Records of labeled boxes:
* * * * * * *
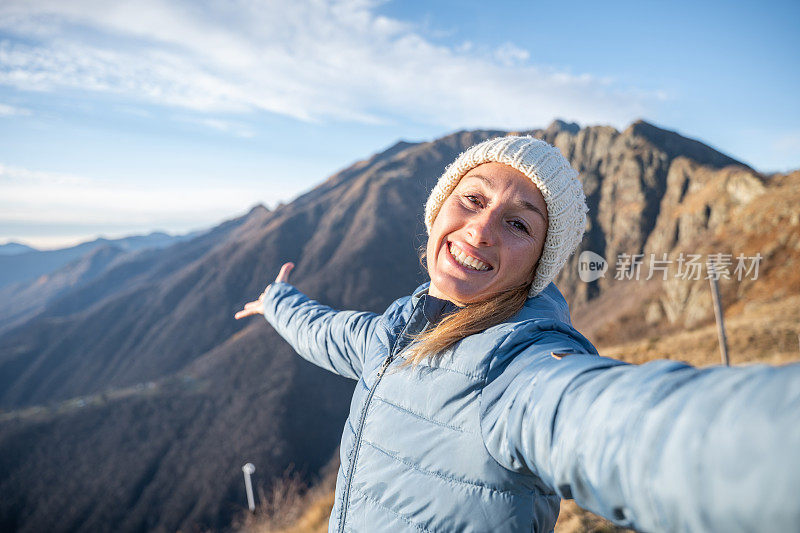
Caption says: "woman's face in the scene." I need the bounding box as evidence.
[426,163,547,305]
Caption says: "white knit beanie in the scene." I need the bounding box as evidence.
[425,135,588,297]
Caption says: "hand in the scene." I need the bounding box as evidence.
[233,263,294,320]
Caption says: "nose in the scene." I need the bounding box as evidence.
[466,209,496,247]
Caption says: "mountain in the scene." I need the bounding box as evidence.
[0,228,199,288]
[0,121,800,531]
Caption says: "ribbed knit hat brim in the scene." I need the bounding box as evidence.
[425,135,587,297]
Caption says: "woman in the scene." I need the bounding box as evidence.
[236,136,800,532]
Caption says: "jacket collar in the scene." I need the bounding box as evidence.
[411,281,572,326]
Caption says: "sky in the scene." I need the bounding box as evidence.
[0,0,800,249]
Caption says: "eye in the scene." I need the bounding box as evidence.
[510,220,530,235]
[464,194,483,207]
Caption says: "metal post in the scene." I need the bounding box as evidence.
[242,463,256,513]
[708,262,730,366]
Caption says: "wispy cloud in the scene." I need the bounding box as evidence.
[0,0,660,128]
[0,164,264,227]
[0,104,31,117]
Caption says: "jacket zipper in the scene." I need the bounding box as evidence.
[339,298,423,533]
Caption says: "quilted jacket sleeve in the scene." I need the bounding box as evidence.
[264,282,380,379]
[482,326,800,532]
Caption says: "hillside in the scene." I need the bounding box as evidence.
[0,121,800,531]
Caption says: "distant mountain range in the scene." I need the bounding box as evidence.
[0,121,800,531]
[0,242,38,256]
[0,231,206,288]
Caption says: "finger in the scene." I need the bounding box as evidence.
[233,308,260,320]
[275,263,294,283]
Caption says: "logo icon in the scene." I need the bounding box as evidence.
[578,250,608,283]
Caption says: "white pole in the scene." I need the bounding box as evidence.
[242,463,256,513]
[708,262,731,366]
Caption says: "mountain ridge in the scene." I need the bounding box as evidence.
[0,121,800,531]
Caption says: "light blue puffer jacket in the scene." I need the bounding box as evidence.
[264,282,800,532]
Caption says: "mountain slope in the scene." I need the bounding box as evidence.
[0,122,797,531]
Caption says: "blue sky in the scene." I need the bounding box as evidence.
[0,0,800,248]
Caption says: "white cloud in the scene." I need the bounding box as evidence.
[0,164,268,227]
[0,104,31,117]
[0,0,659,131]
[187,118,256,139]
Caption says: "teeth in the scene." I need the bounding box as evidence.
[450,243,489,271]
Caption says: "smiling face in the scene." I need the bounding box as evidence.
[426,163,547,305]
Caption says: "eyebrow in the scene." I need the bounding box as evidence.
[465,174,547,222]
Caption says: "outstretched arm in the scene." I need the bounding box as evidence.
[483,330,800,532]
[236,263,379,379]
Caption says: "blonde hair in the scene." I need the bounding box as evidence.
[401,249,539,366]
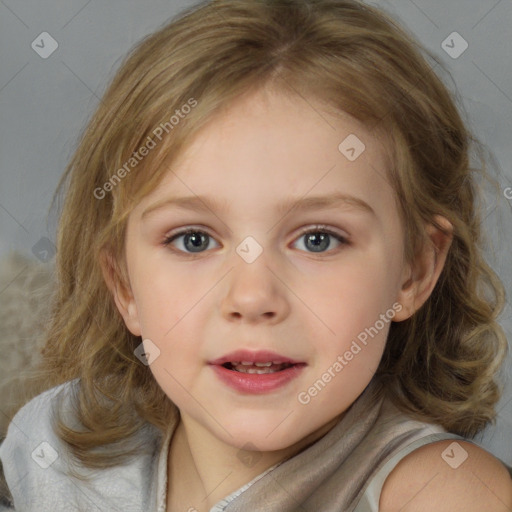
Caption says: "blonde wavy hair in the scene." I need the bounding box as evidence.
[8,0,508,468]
* * * * * * *
- [WRITTEN EXERCISE]:
Copy every one of the entries above word for word, leaving out the pictures.

- [THE OUTPUT]:
Caption says: "woman's face in the scene." I need the bounding box as evidence.
[426,163,547,305]
Caption says: "white knit beanie in the scene." I need the bounding box as evidence.
[425,135,588,297]
Caption says: "hand in the scene." I need the bounding box as evidence.
[233,263,294,320]
Caption says: "nose in the scene." I need the bounding box as evidence.
[466,209,496,247]
Caption says: "mountain in the scene." I need the bounding box as evidence.
[0,228,199,288]
[0,121,800,531]
Caption says: "ribbed knit hat brim in the scene." I need the bounding box as evidence.
[425,135,587,297]
Caption says: "woman in the scene." I need the bounding box as evidence.
[236,136,800,532]
Caption says: "jacket collar in the scene." I need the bounding box as evidence.
[411,281,572,326]
Caption says: "sky in the scene." I need the bounding box as evidence.
[0,0,800,249]
Caption says: "eye in the scene." I need the bounding box as evidence.
[510,220,530,235]
[464,194,483,207]
Caption says: "metal post in the scene." I need the bounding box as evidence.
[242,463,256,513]
[708,262,730,366]
Caption says: "wispy cloud in the scene." I need the bounding box as evidence.
[0,0,660,128]
[0,164,264,227]
[0,104,31,117]
Caption says: "jacket zipper in the scene." I need the bounding box as evidence.
[339,298,423,533]
Caption says: "quilted jacket sleeve in the scene." I need the bounding box as evidence.
[264,282,380,379]
[482,326,800,532]
Caption says: "hillside in the scene." I need the bounding box as evidence.
[0,121,800,531]
Caption says: "distant mountain range in the scene." I need the bounding box as evidence.
[0,121,800,531]
[0,242,38,256]
[0,231,206,288]
Caption says: "finger in the scene." I need the bounding box as evidence.
[233,308,260,320]
[275,263,294,283]
Caption says: "logo icon in the scene." I need the bounding box as evidence.
[578,250,608,283]
Caption says: "white pole in the scene." I need the bounding box as evidence.
[242,463,256,513]
[708,262,731,366]
Caption says: "mountain ridge in the scene." I need the bounding box as evidence.
[0,121,800,531]
Caption says: "light blue puffer jacket in the scene." I need the bounding box as evidence.
[264,282,800,532]
Caption says: "mountain slope in the scene." I need the bounding box as evidence.
[0,122,797,531]
Caption says: "blue sky in the scene." I need the bounding box as evidence.
[0,0,800,248]
Caption says: "white cloud in the scene." I need the bounding box as evidence.
[0,164,268,227]
[0,104,31,117]
[0,0,659,131]
[187,118,256,139]
Caption says: "teeth in the scene." I need the bounding box as evidence.
[450,243,489,271]
Caption says: "smiling face in the scene." I need the bounding box as evidence.
[426,163,547,305]
Caption says: "eyebrow in the scene." I need the bounding box as evidence.
[465,174,547,222]
Caption says: "outstretched arm in the scene." I need the bounding box as evidence.
[483,330,800,532]
[236,263,379,379]
Caption says: "blonde hair in the scene." I need the bounding box as evidence.
[401,249,539,366]
Caption says: "blonde wavy hair in the scene." I need the bounding box as evidence.
[8,0,508,468]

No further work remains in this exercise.